* Work to complete *
Copy out every line in the records that contains the word "crop".

* Provided material *
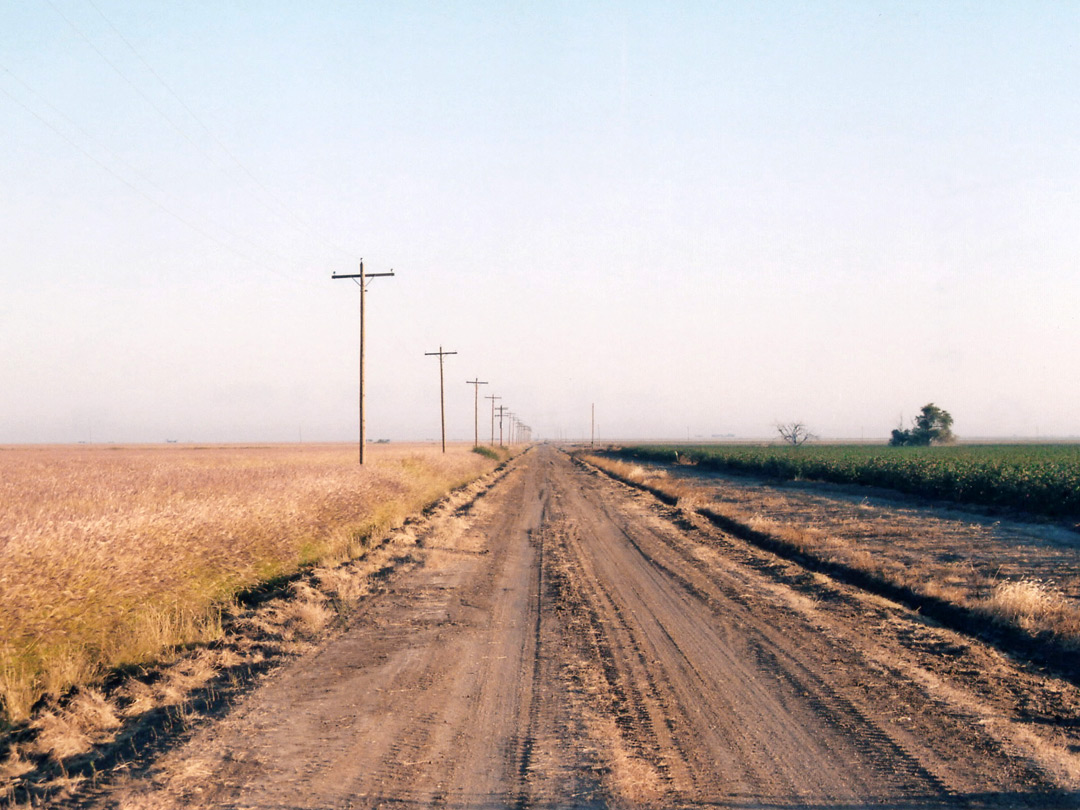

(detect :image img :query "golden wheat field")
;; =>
[0,444,495,726]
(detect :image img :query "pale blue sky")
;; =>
[0,0,1080,443]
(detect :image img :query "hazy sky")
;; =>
[0,0,1080,443]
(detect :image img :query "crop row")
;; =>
[615,445,1080,517]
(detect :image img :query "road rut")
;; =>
[99,446,1080,810]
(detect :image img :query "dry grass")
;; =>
[0,445,495,733]
[582,456,1080,648]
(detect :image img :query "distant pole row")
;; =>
[330,259,531,464]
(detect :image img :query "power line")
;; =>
[330,259,397,464]
[423,347,457,453]
[81,0,355,258]
[0,65,313,281]
[465,377,487,447]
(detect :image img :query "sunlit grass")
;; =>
[581,454,1080,649]
[0,445,495,725]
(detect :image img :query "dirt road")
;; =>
[99,446,1080,810]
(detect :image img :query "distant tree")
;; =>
[889,402,956,447]
[777,422,818,447]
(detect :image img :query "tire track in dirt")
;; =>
[86,447,1078,810]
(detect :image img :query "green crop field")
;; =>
[616,445,1080,517]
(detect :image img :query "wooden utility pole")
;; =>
[465,377,487,447]
[484,396,502,447]
[423,347,457,453]
[330,259,394,464]
[496,405,510,447]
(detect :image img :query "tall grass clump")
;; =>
[0,445,494,728]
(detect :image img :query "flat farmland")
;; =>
[0,444,495,728]
[594,446,1080,654]
[46,446,1080,810]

* Solution below *
(detect :image img :query "crop row")
(detect :image img :query "green crop field")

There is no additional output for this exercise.